• **READING TEXT**:
[7] The reader will be entertained, no doubt, by a specimen or two:—
“An outcast e’en in hell, and order’d thence,
The skulking Peter hides,” &c.
“Mr. Bache,—You will excuse me for expressing my regret on seeing a character who styles himself Peter Porcupine so often noticed in your paper. What have the people of the United States to do with this man?… What importance can a British sergeant-major acquire in this country by traducing the heroes and counsellors of our late revolution?… His pamphlets are a libel upon common decency and common sense.… Is such a man worthy of being noticed in your paper, Mr. Bache? The best and only way would be to treat him with a silent contempt.”
“Anecdote of Peter Porcupine.—The British renegado was met one day by a French gentleman, who asked him if he was not Peter Porcupine. The question disordered the nerves of this assassin exceedingly, and with trembling accent he declared he was not. The French gentleman told him he doubted him; however, said he, ‘I will whip you, and you whip Peter Porcupine;’ and he horsewhipped him severely. This must have been trifling as to its effect upon Peter’s back, who had been used to a cat-o’-nine-tails when he served in the ranks in the British army, and before he deserted, &c.”
“Such a contemptible wretch as Peter Porcupine, who never gave any specimen of his philosophy, but in bearing with Christian patience a severe whipping at the public post, &c.”
“The infamous Peter Porcupine, whose life has been one continued series of disgraceful crimes.”

[A run of records]
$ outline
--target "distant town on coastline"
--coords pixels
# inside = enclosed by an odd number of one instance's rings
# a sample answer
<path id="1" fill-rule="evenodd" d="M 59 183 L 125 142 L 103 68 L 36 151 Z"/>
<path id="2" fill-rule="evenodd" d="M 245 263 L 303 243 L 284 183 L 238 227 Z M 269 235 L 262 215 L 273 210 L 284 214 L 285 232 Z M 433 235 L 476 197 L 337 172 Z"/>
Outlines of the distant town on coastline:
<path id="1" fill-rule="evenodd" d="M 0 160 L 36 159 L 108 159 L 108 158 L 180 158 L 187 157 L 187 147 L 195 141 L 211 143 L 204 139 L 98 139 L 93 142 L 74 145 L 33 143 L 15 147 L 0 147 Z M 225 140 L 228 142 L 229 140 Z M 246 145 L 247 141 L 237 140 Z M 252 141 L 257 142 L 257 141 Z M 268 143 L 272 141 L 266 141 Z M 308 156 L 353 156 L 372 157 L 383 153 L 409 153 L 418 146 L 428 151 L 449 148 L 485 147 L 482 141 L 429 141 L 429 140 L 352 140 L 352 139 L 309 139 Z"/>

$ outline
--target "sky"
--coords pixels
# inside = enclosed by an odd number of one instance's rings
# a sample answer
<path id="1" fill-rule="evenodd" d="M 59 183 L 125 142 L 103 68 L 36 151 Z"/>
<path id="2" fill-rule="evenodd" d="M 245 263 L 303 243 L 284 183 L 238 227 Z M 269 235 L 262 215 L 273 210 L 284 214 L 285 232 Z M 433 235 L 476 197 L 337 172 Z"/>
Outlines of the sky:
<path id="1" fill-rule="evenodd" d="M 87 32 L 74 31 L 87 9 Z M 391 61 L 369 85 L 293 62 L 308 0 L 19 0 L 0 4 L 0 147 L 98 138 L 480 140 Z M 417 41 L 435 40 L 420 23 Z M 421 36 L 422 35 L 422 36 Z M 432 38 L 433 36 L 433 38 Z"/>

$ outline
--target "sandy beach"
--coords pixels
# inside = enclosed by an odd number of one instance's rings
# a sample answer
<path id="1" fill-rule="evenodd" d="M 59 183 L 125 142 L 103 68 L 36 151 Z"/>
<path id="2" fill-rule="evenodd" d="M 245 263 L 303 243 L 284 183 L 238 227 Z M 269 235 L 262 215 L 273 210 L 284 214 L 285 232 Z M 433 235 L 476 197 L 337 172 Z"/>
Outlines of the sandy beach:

• **TASKS TO COMPLETE**:
- A) Do the following statements agree with the Peter Porcupine passage above? For each, answer yes or no and quote the deciding words of the passage. (i) The letter to Mr. Bache advises treating Peter Porcupine with silent contempt. (ii) In the anecdote, Peter Porcupine admits to the French gentleman that he is Peter Porcupine. (iii) The anecdote states that Peter Porcupine had been used to a cat-o'-nine-tails while serving in the British army.
- B) According to the Peter Porcupine passage above, why would the horsewhipping by the French gentleman have had only a trifling effect on Peter's back?
- C) In the Peter Porcupine passage above, what rank does the letter to Mr. Bache give Peter Porcupine?

• **SOLUTIONS FOR EACH TASK**:
- A)
(i) Yes: "The best and only way would be to treat him with a silent contempt."
(ii) No: "with trembling accent he declared he was not."
(iii) Yes: "who had been used to a cat-o’-nine-tails when he served in the ranks in the British army"

- B) Peter had been used to a cat-o'-nine-tails when he served in the ranks of the British army. Having endured that, he would have felt a horsewhipping only slightly.

- C) British sergeant-major.